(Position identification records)
○ ○ ○ ○ ○ ○ ○
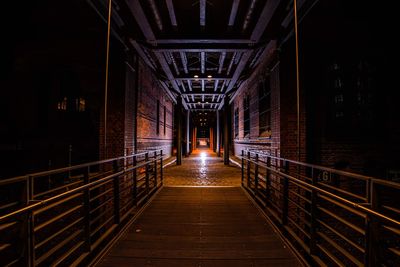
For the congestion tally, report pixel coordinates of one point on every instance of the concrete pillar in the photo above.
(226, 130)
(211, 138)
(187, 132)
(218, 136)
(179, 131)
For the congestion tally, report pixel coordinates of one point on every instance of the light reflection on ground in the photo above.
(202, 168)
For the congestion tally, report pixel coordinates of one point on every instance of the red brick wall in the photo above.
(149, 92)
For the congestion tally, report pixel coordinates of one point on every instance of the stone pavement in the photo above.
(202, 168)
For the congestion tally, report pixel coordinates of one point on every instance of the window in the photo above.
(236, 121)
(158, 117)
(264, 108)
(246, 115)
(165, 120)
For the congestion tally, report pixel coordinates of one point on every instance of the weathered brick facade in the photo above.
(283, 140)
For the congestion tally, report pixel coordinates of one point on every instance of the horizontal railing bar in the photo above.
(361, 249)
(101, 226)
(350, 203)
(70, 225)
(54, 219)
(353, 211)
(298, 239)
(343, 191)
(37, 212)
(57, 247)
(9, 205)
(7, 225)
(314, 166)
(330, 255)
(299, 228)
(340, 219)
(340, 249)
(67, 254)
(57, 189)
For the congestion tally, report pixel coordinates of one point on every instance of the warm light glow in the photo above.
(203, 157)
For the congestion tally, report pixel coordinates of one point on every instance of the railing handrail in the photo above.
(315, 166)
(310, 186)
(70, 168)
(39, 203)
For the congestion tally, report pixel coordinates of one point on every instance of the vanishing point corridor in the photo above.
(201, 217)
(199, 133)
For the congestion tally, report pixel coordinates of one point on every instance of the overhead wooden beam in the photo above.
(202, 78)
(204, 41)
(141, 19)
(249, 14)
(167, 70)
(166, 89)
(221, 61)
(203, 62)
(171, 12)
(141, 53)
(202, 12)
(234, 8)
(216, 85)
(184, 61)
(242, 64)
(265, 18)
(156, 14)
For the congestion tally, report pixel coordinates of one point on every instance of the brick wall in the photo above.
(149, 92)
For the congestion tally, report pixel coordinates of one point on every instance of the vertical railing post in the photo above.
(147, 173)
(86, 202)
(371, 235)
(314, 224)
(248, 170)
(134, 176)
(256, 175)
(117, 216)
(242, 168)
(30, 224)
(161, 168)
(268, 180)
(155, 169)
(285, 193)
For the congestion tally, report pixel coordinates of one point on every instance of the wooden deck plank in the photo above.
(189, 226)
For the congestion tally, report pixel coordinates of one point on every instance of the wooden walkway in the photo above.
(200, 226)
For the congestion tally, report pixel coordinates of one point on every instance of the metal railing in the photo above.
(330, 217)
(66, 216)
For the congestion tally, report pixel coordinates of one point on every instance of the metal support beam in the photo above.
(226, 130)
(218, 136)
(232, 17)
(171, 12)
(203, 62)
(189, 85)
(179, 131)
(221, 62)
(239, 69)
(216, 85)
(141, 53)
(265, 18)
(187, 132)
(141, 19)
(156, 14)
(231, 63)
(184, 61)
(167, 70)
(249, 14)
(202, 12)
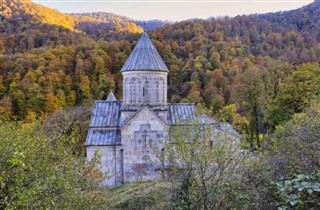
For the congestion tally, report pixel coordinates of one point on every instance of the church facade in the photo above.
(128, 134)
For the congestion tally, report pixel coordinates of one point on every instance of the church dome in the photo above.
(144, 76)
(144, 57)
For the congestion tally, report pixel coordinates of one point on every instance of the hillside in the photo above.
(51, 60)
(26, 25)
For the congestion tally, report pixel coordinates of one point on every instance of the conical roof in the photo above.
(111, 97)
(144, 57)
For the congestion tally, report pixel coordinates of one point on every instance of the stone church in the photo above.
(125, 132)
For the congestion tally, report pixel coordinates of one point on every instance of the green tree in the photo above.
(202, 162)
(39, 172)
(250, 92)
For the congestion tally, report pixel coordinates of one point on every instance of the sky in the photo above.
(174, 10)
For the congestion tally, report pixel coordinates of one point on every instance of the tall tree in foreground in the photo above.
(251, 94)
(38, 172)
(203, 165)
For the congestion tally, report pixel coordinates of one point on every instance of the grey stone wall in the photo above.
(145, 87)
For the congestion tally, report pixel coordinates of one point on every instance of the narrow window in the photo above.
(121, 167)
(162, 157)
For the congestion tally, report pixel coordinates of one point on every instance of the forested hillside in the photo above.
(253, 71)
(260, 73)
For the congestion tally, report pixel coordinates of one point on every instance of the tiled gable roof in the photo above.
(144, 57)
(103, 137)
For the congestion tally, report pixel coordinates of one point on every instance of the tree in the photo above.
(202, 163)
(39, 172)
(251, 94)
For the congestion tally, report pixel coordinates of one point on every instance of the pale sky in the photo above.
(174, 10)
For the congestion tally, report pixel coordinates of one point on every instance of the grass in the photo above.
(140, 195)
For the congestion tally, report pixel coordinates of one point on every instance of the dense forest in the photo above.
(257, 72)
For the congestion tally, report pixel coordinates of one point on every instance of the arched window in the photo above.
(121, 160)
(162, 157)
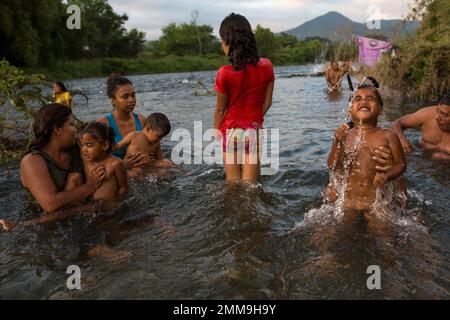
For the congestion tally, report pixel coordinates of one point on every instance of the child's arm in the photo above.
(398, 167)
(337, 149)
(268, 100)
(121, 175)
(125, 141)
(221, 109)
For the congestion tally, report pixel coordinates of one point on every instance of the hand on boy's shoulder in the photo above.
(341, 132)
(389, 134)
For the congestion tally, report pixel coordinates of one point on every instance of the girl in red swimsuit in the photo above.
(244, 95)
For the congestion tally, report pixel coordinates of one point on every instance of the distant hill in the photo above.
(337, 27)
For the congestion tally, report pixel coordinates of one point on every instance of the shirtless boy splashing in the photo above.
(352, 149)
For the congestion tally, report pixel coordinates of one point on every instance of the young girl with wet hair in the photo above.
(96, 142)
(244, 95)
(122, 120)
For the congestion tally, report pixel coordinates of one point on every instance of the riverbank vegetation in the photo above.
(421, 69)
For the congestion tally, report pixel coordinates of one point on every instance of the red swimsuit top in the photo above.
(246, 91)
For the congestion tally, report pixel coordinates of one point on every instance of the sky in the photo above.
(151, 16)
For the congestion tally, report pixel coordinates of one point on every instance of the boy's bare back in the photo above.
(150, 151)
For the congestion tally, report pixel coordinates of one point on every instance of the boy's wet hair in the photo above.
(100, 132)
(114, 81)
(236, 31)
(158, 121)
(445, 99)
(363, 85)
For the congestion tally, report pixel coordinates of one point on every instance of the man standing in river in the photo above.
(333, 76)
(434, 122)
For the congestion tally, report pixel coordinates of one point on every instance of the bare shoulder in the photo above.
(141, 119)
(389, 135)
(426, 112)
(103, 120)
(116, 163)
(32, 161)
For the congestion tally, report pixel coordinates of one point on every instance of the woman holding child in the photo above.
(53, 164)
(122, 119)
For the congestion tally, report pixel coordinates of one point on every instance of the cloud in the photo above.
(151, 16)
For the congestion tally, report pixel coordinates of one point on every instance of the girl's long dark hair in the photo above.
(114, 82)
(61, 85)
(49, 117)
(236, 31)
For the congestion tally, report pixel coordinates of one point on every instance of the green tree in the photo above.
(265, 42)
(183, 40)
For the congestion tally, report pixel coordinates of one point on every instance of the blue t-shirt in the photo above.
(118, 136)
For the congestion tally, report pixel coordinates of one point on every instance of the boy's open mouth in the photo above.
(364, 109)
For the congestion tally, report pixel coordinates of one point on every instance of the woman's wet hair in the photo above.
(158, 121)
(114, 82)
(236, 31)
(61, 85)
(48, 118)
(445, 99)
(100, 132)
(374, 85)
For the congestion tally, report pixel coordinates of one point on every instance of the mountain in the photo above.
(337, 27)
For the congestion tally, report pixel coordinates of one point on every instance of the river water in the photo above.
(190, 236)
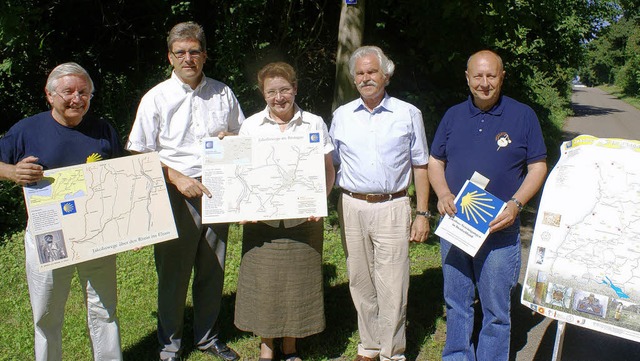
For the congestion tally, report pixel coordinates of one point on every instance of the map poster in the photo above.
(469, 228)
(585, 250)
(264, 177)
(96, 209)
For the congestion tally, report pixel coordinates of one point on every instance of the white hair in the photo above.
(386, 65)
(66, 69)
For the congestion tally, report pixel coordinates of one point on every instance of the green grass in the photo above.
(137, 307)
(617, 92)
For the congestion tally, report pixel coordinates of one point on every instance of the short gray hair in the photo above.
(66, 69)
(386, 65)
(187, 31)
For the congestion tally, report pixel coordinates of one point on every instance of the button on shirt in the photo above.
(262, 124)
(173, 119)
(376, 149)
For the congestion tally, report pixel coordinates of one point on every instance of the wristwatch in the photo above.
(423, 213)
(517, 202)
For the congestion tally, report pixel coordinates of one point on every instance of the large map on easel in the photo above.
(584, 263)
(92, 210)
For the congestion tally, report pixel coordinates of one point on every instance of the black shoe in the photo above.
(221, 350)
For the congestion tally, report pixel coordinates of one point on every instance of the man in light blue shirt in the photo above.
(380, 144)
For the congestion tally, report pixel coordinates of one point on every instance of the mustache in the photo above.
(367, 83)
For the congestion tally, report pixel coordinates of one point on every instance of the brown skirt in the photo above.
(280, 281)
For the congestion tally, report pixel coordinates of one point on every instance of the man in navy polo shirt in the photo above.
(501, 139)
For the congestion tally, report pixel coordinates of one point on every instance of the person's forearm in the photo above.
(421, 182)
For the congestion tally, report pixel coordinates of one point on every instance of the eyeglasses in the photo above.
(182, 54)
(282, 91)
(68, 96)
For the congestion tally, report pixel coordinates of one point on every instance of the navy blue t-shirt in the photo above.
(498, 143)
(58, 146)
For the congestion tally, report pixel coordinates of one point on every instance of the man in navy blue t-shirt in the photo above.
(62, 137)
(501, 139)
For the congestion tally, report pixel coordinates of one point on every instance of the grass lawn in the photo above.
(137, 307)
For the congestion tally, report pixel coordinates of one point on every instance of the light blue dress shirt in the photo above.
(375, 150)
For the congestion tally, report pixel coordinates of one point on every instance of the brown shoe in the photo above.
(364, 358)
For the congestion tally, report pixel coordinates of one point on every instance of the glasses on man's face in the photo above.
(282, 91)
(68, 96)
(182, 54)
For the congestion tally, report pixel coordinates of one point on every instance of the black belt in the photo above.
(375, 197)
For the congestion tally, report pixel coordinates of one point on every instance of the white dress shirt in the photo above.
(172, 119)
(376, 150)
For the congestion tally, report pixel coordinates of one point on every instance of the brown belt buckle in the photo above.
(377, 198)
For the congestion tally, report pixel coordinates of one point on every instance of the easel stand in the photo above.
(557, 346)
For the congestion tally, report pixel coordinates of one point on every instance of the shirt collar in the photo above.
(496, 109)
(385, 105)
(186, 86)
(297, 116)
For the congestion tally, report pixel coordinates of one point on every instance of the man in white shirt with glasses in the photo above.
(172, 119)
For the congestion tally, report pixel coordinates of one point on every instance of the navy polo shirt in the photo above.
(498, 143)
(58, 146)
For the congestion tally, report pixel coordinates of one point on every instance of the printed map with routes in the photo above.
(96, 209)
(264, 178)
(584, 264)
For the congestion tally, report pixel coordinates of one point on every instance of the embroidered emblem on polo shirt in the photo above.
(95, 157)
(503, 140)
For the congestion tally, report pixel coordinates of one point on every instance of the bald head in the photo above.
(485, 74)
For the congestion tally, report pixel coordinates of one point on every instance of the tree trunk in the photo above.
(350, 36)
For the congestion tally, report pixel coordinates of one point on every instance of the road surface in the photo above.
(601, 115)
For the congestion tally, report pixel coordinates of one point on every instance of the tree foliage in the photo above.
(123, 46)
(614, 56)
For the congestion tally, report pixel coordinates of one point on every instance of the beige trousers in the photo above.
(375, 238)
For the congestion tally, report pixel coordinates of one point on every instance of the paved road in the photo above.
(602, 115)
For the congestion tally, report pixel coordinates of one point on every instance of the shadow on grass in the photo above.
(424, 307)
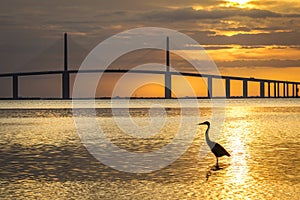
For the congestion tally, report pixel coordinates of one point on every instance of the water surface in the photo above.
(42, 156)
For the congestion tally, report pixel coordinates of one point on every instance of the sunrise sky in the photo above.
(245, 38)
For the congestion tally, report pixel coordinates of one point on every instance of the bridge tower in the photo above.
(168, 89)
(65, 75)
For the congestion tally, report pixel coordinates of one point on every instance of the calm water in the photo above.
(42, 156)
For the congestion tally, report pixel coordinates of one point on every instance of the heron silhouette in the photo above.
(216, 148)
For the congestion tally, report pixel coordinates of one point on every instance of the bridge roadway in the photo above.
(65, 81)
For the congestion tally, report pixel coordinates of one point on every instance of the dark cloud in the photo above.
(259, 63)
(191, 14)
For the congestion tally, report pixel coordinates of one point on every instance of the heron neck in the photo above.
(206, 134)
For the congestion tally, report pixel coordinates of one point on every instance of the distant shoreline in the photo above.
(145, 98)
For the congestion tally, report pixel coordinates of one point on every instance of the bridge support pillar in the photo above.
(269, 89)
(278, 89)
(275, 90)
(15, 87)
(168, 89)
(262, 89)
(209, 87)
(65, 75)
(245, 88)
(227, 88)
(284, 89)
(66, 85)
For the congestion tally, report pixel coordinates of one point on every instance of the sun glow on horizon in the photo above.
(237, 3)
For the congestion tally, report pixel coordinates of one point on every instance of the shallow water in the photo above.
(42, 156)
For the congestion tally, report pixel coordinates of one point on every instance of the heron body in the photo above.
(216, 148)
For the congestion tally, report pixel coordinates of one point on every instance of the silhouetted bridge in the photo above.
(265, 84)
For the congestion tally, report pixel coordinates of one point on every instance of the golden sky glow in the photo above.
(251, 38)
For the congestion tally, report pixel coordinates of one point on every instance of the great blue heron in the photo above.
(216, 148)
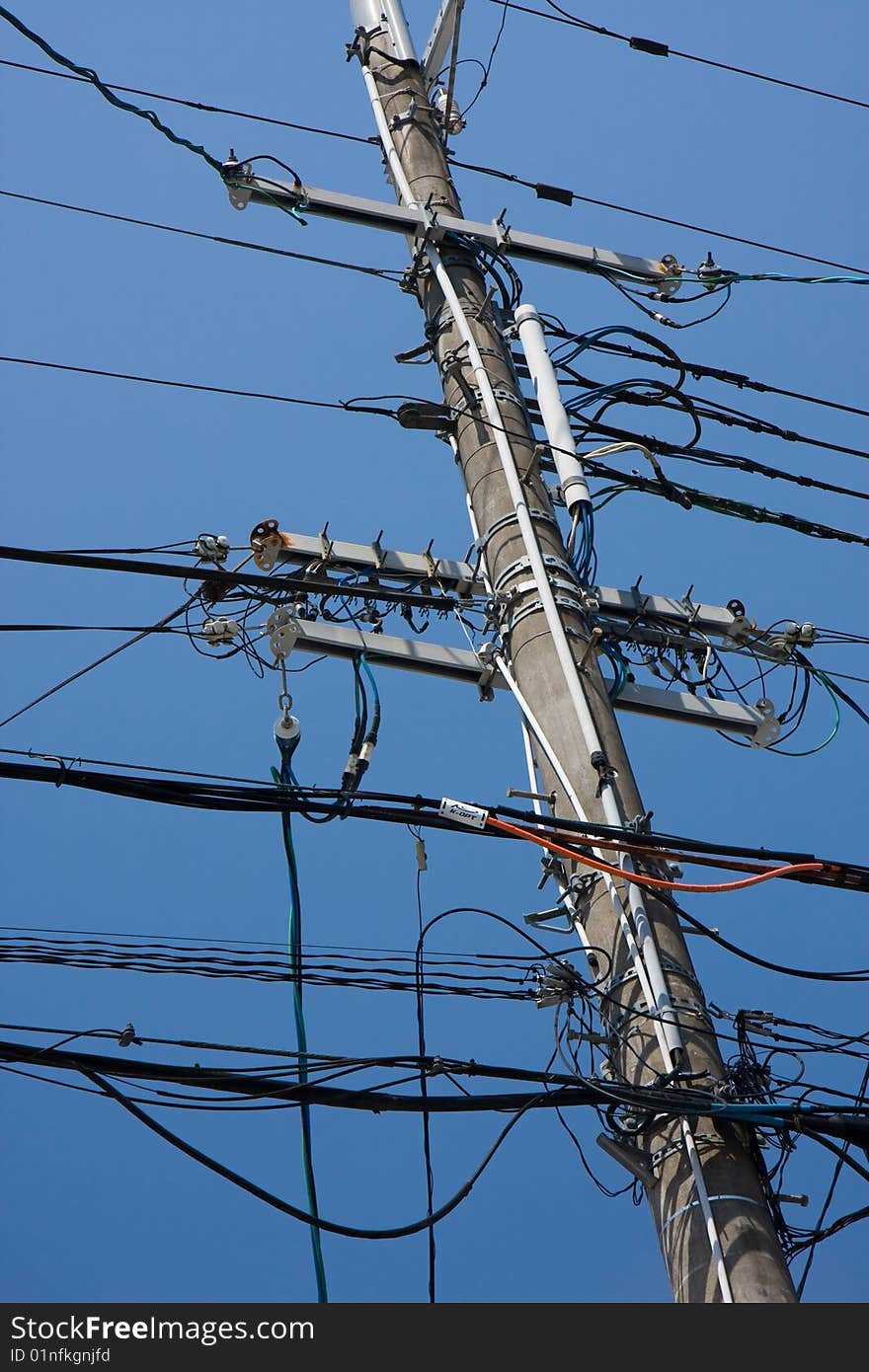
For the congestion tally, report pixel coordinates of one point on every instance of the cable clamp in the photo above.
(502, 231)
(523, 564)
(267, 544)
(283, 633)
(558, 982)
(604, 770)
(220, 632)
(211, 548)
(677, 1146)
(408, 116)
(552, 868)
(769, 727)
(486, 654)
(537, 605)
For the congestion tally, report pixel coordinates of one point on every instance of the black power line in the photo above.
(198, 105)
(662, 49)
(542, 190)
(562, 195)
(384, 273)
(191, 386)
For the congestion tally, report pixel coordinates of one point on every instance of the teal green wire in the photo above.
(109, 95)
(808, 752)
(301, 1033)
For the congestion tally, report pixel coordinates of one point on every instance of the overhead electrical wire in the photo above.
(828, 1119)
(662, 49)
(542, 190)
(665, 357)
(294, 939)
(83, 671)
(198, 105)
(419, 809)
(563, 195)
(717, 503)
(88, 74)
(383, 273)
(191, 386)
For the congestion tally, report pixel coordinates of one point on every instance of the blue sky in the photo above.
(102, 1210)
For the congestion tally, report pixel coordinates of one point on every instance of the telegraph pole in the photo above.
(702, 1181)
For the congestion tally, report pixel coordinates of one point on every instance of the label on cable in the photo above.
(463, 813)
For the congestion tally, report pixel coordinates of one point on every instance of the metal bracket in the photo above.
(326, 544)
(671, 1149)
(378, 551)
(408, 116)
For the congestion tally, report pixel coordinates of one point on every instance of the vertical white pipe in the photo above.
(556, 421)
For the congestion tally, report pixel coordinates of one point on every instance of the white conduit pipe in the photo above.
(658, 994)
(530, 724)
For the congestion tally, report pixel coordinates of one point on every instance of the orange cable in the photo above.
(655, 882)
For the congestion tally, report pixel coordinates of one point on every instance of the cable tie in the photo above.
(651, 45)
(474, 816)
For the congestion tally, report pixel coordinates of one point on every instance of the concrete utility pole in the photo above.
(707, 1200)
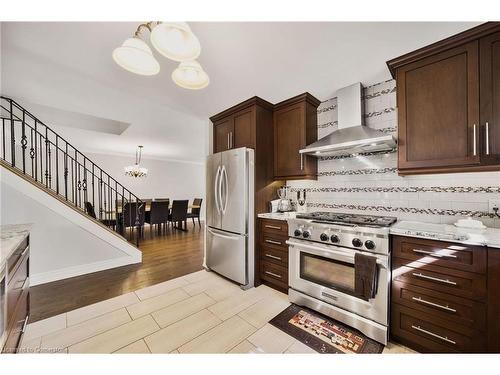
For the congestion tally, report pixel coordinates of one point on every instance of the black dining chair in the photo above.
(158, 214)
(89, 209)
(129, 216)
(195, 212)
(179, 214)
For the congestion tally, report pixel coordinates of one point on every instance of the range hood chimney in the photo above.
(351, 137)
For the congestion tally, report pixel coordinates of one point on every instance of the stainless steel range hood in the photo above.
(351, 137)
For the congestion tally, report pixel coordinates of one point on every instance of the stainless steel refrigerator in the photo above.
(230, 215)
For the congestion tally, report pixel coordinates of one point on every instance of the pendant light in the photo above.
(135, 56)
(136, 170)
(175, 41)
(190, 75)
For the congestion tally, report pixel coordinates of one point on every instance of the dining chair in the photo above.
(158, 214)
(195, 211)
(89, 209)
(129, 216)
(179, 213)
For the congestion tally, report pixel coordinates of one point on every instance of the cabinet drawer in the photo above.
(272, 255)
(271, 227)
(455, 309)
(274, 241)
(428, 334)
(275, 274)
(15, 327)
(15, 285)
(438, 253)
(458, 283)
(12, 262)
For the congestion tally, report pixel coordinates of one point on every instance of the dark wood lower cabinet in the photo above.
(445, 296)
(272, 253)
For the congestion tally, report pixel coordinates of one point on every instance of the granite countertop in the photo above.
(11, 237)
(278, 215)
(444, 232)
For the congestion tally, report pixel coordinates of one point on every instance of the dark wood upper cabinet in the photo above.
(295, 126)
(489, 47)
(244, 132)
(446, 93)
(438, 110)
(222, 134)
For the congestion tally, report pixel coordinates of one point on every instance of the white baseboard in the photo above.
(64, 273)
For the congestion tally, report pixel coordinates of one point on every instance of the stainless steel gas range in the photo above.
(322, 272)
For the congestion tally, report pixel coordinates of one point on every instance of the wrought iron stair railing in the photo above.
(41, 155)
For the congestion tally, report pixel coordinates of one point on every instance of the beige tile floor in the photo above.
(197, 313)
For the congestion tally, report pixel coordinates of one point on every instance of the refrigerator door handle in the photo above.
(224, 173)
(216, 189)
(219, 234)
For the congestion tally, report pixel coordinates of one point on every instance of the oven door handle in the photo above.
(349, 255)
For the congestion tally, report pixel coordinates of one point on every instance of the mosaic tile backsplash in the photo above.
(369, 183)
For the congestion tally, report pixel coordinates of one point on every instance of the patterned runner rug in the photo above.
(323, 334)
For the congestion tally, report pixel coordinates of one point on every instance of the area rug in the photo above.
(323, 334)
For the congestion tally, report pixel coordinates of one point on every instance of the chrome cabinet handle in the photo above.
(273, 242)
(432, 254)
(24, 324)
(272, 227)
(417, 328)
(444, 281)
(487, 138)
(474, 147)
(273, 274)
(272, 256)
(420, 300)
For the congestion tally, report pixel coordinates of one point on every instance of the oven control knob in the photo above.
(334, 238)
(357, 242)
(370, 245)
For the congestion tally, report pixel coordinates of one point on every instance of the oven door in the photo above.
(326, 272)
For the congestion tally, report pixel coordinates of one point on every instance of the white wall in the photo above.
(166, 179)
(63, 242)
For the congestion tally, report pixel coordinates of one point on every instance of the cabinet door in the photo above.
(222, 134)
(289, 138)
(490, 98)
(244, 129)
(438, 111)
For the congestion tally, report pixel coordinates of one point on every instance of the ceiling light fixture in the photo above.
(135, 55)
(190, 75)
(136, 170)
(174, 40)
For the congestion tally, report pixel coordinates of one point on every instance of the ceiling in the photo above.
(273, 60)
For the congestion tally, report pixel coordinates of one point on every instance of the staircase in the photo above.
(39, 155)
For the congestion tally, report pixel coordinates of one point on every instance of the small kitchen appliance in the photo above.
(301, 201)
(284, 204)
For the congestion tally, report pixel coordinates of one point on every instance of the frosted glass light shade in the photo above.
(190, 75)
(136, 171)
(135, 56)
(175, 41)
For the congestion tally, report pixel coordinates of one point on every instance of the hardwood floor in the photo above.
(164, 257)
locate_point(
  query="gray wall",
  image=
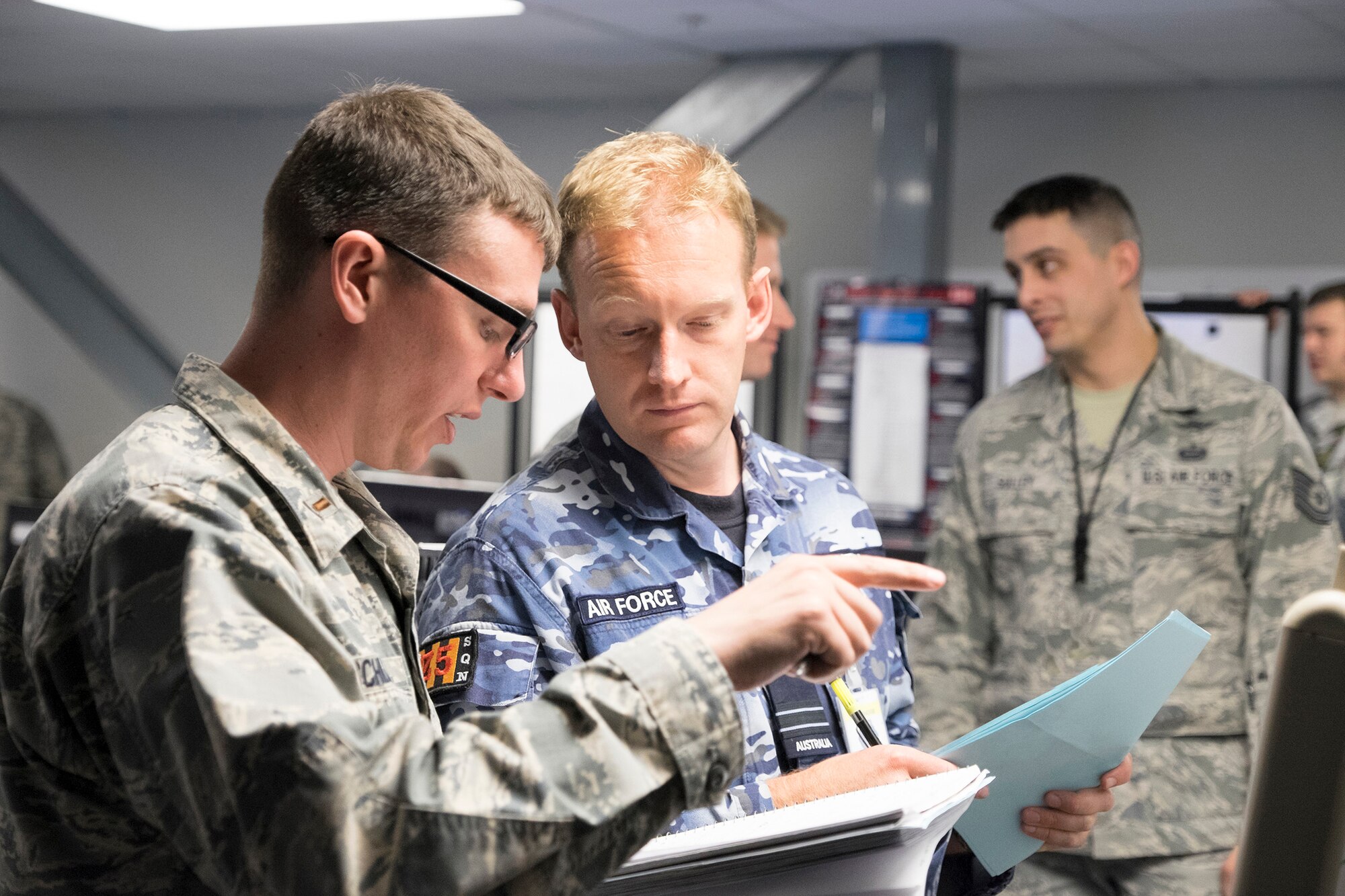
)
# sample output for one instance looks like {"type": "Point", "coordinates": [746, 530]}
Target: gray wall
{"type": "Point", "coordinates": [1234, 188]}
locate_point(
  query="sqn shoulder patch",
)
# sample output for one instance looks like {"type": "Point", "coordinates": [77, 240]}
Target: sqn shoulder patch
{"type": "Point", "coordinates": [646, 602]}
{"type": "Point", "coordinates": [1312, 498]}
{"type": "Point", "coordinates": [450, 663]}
○ ○ ○ ○ ○ ○ ○
- _GIVEN INSTRUCTION_
Write out, please, the lines of the listing above from the one with "staircase in the photo above." through the very last, exactly as given and with no pictures.

- _EXERCISE RESPONSE_
For the congestion tally, report pixel coordinates of one point on every instance of the staircase in the photo above.
(39, 155)
For the congestion tally, report pixel coordinates of one point on every instance of the small kitchen appliance in the photo above.
(301, 201)
(284, 204)
For the congestion tally, report pixel coordinates of one point on every instance of the frosted glass light shade in the photo above.
(190, 75)
(136, 171)
(135, 56)
(175, 41)
For the congestion tally, report pixel coordinates of one point on every instance of the hardwood floor in the photo above.
(164, 257)
locate_point(
  query="gray wall",
  image=
)
# sample output for one instance looks like {"type": "Point", "coordinates": [746, 530]}
Target: gray wall
{"type": "Point", "coordinates": [1234, 188]}
locate_point(
  query="sqn shoulder patch",
)
# sample output for one instance looks like {"type": "Point", "coordinates": [77, 240]}
Target: sqn shoulder patch
{"type": "Point", "coordinates": [646, 602]}
{"type": "Point", "coordinates": [1312, 498]}
{"type": "Point", "coordinates": [450, 663]}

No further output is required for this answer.